- WRITTEN INSTRUCTION: Return every line of the rows below that contains the word "window". Matching is case-sensitive.

# DATA LISTING start

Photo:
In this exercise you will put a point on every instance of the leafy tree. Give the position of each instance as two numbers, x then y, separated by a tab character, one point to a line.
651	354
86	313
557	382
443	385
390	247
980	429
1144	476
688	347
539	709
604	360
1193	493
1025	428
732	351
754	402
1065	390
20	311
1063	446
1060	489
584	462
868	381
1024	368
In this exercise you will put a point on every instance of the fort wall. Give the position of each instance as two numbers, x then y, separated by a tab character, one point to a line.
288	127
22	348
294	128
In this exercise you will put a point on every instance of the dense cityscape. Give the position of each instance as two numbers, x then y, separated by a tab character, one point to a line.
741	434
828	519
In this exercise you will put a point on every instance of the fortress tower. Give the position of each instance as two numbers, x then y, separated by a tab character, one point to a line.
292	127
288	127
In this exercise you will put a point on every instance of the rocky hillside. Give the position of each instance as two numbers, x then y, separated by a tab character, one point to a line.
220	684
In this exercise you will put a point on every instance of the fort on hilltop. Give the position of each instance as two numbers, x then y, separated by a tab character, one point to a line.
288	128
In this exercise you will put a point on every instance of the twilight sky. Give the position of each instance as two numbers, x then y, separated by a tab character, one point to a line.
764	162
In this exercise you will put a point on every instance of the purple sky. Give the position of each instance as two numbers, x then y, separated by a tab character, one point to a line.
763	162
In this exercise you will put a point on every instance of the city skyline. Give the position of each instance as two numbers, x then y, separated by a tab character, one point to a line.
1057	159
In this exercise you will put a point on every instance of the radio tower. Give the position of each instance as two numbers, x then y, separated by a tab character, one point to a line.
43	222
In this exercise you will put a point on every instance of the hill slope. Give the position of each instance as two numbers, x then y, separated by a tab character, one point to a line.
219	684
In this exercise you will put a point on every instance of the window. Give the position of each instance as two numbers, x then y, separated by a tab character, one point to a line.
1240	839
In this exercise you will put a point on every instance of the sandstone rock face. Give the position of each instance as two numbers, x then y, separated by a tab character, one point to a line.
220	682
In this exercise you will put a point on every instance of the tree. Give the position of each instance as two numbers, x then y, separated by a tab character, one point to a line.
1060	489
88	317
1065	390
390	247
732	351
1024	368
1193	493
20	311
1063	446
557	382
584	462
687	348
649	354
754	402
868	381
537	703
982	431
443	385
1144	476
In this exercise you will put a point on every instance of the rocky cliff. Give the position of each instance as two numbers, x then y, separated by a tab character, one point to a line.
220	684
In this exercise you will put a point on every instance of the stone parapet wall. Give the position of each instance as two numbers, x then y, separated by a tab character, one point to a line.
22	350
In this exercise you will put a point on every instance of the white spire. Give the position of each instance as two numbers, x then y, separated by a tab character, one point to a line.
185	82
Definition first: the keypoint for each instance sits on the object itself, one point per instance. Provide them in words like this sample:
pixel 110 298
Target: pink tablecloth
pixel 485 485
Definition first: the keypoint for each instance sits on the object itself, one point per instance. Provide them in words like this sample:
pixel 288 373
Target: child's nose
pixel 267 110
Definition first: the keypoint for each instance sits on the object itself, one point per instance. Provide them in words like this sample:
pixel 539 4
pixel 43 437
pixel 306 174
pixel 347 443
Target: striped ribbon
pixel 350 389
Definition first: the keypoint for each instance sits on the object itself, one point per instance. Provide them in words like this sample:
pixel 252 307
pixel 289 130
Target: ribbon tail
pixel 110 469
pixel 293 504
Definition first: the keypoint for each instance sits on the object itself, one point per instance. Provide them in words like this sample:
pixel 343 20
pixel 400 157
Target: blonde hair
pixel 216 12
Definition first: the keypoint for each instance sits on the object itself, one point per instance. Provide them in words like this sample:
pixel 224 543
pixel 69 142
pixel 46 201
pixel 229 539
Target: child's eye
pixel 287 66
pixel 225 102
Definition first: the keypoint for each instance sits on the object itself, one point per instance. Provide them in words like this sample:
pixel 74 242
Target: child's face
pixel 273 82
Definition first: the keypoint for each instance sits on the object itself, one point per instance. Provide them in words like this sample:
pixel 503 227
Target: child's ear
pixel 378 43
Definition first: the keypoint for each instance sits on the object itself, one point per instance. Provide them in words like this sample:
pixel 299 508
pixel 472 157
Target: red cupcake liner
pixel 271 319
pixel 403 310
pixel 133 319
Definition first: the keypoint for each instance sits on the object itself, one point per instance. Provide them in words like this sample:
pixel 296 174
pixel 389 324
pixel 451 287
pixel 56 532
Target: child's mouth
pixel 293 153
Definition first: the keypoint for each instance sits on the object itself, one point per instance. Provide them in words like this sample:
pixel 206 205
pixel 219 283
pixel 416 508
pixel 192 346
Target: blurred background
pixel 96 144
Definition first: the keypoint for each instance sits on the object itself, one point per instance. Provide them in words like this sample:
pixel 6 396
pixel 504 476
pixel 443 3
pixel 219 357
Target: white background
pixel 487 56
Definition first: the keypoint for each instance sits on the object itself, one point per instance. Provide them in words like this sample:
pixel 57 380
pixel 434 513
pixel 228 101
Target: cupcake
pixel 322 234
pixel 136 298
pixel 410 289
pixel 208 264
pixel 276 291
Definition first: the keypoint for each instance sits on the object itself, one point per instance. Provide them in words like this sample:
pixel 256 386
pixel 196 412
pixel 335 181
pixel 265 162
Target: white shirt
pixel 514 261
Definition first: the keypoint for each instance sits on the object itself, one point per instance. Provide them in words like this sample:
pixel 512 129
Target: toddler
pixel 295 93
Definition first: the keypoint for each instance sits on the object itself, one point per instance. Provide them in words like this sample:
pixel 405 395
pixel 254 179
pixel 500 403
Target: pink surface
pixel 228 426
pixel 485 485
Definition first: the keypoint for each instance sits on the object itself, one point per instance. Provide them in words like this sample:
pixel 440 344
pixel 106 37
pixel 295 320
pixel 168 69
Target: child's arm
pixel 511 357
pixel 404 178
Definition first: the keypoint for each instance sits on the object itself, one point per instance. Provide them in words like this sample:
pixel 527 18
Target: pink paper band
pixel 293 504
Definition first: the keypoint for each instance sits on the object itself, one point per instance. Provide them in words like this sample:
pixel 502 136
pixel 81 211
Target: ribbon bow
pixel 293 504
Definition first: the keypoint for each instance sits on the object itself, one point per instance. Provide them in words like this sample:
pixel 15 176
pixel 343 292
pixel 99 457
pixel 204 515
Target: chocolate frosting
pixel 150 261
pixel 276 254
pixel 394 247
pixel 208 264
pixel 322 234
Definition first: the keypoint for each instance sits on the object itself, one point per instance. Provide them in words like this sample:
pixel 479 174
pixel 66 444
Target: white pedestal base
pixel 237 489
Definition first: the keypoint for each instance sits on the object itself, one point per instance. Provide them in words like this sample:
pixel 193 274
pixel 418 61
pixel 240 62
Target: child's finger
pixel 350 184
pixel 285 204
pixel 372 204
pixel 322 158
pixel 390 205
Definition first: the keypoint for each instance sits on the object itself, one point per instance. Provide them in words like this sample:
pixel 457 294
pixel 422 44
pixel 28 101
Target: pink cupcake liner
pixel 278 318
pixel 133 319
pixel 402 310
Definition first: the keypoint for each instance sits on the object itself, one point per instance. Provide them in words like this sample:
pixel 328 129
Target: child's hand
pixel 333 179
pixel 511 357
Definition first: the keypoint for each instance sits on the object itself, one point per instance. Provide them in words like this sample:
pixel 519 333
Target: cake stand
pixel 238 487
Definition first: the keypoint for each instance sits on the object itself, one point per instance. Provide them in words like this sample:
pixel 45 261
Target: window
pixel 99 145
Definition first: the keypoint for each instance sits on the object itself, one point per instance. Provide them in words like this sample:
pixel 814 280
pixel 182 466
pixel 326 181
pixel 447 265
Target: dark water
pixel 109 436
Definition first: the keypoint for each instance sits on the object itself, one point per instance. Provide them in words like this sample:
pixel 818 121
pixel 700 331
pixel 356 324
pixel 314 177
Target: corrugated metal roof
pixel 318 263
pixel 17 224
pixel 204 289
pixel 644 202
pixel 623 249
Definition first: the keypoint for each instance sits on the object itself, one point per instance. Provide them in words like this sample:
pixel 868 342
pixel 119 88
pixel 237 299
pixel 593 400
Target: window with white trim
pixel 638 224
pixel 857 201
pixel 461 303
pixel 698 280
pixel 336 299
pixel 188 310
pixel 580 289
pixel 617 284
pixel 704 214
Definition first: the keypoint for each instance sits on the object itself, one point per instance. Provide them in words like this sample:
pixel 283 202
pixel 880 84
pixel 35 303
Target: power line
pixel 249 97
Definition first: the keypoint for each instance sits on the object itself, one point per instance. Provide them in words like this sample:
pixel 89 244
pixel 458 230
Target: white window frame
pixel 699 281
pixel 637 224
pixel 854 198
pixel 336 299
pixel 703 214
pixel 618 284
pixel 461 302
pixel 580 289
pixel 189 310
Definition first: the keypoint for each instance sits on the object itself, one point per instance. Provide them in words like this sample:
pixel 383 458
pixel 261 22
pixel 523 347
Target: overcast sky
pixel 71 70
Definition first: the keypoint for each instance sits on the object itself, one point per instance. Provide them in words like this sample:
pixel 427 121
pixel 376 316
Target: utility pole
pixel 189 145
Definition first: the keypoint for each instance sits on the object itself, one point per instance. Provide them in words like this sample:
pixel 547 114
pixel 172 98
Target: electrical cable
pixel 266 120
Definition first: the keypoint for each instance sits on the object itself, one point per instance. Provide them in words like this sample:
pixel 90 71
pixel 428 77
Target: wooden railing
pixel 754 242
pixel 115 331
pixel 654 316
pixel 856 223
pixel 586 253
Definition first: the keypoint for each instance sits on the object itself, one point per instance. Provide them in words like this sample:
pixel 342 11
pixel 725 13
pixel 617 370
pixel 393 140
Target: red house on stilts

# DATA LISTING end

- THE SOLUTION:
In this exercise you will put a point on every instance of the window. Give the position of each instance as two numbers, x then y, separated by a tab character, one point to a line.
Target: window
Target: window with white trim
Target: white window frame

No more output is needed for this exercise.